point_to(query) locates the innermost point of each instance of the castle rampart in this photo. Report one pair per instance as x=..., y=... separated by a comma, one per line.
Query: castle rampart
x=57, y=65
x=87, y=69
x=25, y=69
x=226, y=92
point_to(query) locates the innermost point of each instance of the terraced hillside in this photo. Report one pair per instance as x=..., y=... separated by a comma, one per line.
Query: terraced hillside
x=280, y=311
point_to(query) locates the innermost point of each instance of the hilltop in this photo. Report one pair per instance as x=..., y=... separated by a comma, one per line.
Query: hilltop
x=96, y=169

────

PROBLEM DETAILS » Copy every line of the records above, requests included, and shift each x and y coordinate in the answers by -47.

WORKED ANSWER »
point_to(query) locates the innermost point of each instance of the castle rampart in this photo. Report one pair per instance as x=..., y=... separated by a comma, one per line.
Query: castle rampart
x=10, y=18
x=40, y=22
x=-22, y=22
x=179, y=45
point_to(query) locates the innermost point of each instance of the terraced hillside in this photo. Report one pair per instance as x=..., y=... separated by a comma, one per line.
Query: terraced hillside
x=233, y=264
point_to(query) locates the innermost point of each instance of the hilltop in this photo. Report one pair per instance as x=..., y=... separated by a comma, one per line.
Query: hilltop
x=49, y=122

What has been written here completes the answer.